Natural-language object grounding data:
--- --- ---

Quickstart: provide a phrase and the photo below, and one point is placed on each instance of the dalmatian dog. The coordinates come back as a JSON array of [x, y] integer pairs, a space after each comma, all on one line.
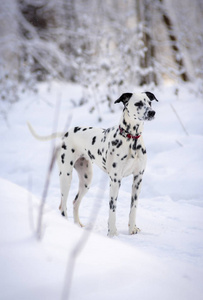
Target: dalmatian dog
[[119, 151]]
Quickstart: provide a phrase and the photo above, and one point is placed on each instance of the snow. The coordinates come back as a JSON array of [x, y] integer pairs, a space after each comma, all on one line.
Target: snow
[[164, 261]]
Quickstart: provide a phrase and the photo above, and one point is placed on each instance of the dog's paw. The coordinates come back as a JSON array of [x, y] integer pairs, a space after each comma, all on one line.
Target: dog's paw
[[64, 213], [134, 230], [112, 232]]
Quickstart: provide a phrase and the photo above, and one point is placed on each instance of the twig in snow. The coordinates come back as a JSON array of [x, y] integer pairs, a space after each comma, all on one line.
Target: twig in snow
[[45, 191], [48, 177], [30, 208], [179, 119]]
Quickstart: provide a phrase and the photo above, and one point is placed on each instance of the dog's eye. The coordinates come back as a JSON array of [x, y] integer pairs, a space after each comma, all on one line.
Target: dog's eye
[[139, 104]]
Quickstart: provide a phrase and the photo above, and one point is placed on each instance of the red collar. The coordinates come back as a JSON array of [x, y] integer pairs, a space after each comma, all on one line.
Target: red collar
[[128, 135]]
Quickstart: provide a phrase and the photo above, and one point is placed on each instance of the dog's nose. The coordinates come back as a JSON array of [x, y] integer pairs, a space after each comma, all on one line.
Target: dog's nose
[[151, 113]]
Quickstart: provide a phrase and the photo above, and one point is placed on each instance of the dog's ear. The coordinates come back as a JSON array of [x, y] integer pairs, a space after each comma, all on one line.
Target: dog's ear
[[124, 98], [151, 96]]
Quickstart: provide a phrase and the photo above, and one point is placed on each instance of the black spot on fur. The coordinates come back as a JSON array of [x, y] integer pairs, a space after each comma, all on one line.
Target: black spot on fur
[[135, 145], [62, 158], [119, 144], [115, 142], [76, 129], [90, 155], [144, 151], [99, 152], [112, 205], [93, 140], [64, 146]]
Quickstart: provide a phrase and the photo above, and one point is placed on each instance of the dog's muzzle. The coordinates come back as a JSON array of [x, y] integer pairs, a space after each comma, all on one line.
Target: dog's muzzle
[[150, 115]]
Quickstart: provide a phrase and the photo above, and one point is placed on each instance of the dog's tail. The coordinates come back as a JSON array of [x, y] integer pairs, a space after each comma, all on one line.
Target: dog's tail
[[44, 138]]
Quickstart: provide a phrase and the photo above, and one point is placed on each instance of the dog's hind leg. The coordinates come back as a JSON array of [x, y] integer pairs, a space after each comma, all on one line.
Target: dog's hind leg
[[65, 181], [84, 170]]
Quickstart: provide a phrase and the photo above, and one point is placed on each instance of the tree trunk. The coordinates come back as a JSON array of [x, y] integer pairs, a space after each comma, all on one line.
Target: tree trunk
[[176, 52], [9, 38], [146, 47]]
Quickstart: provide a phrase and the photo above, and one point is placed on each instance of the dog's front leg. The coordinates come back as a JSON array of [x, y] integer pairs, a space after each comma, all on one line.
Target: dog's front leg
[[114, 188], [137, 179]]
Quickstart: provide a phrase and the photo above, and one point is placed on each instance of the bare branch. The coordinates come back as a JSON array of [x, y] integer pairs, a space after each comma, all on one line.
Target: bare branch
[[179, 119]]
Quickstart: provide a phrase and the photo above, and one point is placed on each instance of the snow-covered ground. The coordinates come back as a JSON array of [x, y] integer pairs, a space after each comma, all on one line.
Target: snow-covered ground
[[163, 261]]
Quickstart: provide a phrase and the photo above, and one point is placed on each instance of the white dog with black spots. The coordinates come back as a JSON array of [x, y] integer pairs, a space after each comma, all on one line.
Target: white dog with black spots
[[119, 151]]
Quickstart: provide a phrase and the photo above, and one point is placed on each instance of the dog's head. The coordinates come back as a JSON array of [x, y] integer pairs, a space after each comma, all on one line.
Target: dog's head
[[138, 106]]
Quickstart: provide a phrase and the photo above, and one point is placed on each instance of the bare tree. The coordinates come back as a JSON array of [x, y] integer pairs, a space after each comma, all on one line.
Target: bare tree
[[176, 51], [146, 51]]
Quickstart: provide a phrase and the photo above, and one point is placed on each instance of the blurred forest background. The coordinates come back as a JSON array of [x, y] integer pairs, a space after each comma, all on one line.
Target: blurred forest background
[[105, 46]]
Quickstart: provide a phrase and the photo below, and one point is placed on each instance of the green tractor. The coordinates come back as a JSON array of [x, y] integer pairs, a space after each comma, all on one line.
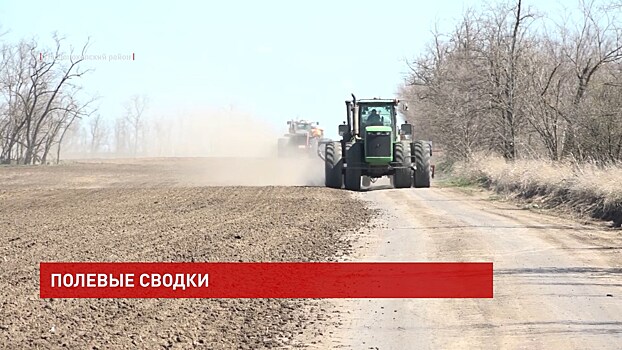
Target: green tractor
[[372, 146]]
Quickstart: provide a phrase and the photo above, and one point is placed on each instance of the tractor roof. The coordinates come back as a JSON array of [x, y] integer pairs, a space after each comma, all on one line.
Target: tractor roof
[[377, 100]]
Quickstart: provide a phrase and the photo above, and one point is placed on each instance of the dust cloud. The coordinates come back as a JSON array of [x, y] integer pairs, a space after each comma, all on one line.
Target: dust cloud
[[218, 148]]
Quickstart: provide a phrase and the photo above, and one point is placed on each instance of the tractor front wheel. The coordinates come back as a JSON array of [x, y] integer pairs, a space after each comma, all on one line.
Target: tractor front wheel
[[354, 155], [332, 166]]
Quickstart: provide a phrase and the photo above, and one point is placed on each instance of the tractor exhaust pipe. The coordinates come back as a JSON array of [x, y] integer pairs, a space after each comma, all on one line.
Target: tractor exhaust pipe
[[355, 116]]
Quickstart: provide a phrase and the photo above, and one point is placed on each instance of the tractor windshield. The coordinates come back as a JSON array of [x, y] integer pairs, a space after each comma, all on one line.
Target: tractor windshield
[[303, 126], [375, 115]]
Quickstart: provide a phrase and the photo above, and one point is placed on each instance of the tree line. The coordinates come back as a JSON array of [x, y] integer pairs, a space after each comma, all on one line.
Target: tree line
[[510, 80], [39, 100]]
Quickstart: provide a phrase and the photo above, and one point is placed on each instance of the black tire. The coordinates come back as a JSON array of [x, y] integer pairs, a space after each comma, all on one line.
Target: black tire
[[421, 154], [403, 175], [282, 147], [354, 154], [366, 181], [333, 164]]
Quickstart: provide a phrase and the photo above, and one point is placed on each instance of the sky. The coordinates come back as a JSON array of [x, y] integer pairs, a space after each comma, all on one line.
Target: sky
[[276, 60]]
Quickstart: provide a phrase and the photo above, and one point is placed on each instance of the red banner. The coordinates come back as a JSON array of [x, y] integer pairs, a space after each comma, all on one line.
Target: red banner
[[266, 280]]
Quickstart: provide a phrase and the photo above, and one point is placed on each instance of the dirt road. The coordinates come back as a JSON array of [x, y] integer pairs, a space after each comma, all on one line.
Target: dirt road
[[557, 283]]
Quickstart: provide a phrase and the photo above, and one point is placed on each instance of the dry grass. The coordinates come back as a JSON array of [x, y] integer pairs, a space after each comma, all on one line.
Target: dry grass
[[586, 189]]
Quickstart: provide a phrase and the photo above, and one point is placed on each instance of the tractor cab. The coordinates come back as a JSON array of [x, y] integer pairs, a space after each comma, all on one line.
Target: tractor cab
[[372, 146]]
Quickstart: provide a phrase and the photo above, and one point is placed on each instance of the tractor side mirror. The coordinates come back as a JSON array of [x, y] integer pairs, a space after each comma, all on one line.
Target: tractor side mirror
[[343, 128], [406, 129]]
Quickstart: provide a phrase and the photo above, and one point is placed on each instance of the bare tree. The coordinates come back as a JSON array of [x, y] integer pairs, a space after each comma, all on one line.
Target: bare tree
[[134, 117], [98, 133], [39, 100]]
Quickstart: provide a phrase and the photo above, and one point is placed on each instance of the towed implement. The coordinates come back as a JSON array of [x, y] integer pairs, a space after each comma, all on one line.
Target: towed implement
[[372, 146], [303, 137]]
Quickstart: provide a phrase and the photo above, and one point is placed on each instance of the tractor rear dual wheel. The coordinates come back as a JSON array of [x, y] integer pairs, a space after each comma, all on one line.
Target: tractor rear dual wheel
[[403, 175], [421, 154]]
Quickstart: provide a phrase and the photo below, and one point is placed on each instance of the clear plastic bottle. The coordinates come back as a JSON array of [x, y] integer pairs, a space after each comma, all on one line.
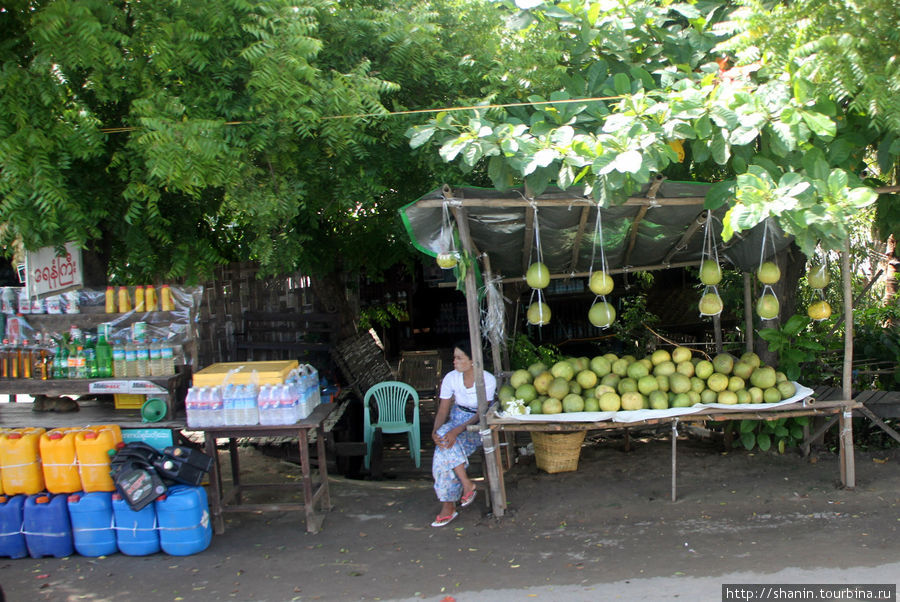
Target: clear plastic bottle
[[104, 357], [216, 407], [118, 359], [81, 369], [167, 356], [263, 403], [156, 366], [130, 359], [191, 408], [143, 358], [250, 410], [229, 403]]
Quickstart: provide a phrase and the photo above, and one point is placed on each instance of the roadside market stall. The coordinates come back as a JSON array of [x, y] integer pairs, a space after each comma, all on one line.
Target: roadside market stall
[[664, 226]]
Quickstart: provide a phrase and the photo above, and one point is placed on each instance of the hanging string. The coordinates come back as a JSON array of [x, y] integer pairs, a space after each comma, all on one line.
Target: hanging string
[[710, 252], [447, 240]]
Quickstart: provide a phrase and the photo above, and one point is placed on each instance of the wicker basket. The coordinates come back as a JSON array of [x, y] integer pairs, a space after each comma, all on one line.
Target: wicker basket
[[557, 452]]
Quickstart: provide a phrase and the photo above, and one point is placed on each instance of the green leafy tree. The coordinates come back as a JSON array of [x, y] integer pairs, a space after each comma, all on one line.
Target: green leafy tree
[[168, 137], [655, 79]]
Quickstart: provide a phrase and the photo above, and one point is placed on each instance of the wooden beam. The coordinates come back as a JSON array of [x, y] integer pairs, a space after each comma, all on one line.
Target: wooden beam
[[748, 311], [528, 243], [686, 237], [632, 234], [576, 245], [643, 268], [564, 202], [848, 467], [494, 476]]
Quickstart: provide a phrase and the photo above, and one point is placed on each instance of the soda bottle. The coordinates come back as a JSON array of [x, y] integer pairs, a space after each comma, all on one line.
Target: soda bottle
[[130, 359], [61, 360], [143, 358], [110, 300], [24, 358], [4, 359], [118, 360], [156, 366], [81, 370], [104, 357], [150, 301], [167, 357], [139, 298]]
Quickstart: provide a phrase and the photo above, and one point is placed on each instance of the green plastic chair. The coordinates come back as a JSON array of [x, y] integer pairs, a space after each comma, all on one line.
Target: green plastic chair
[[391, 398]]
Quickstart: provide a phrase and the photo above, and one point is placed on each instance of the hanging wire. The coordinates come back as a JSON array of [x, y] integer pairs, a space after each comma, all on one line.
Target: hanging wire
[[710, 252]]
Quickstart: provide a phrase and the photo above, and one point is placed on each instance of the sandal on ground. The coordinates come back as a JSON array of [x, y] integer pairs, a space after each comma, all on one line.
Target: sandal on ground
[[440, 521]]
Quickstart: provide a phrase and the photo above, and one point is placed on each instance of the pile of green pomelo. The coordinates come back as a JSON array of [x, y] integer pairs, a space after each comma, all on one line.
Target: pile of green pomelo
[[608, 383]]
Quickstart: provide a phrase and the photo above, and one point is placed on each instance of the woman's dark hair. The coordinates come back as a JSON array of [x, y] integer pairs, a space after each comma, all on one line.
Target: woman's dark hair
[[465, 346]]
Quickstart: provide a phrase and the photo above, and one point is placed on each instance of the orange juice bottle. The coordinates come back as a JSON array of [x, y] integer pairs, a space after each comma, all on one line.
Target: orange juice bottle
[[20, 463], [110, 300], [124, 300], [166, 301], [150, 301], [139, 298], [58, 457], [92, 449]]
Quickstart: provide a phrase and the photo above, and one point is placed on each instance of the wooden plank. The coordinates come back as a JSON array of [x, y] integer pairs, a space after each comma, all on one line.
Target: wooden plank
[[565, 201], [576, 244]]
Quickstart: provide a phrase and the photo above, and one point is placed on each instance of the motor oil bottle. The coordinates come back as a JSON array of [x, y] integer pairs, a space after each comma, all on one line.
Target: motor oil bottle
[[20, 464], [183, 517], [93, 527], [12, 539], [59, 462], [92, 449], [136, 530], [48, 531]]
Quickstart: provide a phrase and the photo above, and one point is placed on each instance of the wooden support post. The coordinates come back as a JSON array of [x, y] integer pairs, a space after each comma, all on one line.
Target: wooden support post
[[848, 467], [674, 455], [494, 476], [748, 312]]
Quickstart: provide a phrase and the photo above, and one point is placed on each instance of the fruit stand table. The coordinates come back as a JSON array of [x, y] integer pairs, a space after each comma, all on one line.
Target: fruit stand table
[[804, 407], [233, 502]]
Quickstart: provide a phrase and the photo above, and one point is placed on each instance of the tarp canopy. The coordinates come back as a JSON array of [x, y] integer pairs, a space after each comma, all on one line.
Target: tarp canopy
[[661, 227]]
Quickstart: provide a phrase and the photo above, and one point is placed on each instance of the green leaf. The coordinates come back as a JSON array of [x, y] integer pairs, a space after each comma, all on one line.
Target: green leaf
[[419, 135], [622, 84], [628, 162], [821, 125]]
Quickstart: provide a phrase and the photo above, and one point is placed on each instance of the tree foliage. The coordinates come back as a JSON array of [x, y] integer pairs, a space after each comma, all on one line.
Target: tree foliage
[[171, 136], [646, 77]]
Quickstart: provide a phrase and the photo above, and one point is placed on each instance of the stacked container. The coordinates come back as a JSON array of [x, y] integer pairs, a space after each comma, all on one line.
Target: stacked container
[[92, 447], [183, 518], [60, 465], [12, 539], [48, 531], [136, 530], [20, 461], [93, 528]]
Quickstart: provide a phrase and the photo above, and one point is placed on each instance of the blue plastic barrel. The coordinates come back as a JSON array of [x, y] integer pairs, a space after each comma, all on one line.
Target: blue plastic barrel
[[136, 532], [12, 540], [183, 518], [48, 531], [93, 530]]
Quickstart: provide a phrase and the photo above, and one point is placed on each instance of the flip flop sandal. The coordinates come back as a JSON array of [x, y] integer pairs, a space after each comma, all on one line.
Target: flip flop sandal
[[440, 521]]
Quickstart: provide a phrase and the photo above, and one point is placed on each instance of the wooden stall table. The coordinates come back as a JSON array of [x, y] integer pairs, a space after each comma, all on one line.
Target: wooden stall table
[[804, 407], [233, 502]]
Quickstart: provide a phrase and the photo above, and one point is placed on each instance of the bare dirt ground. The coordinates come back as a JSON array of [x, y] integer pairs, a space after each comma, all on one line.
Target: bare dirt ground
[[606, 531]]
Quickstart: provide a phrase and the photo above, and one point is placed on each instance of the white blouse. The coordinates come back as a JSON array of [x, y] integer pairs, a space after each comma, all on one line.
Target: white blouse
[[452, 387]]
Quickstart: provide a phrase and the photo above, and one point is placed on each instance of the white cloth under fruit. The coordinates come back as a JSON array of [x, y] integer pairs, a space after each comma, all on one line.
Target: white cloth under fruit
[[626, 416]]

--- --- ---

Which lines in the records above contain the word "below"? Return each of them.

Quickstart: provide a phrase and the photo below, and one point is placed on each instance of the dalmatian dog. The coordinates come back as a JSON array of [x, y] integer pairs, a space after each comma, all on one line.
Quickstart: provide a phrase and the photo below, and one point is placed on each instance of the green tractor. The coordinates come back as a JSON array of [x, y] integer pairs, a space after each comma, all on one line.
Quickstart: provide a phrase and the photo below, and one point is placed on each instance of the clear plastic bottle. The coordinates come back as a JSON array of [x, y] integer pairs, a space after each comma, all on one line.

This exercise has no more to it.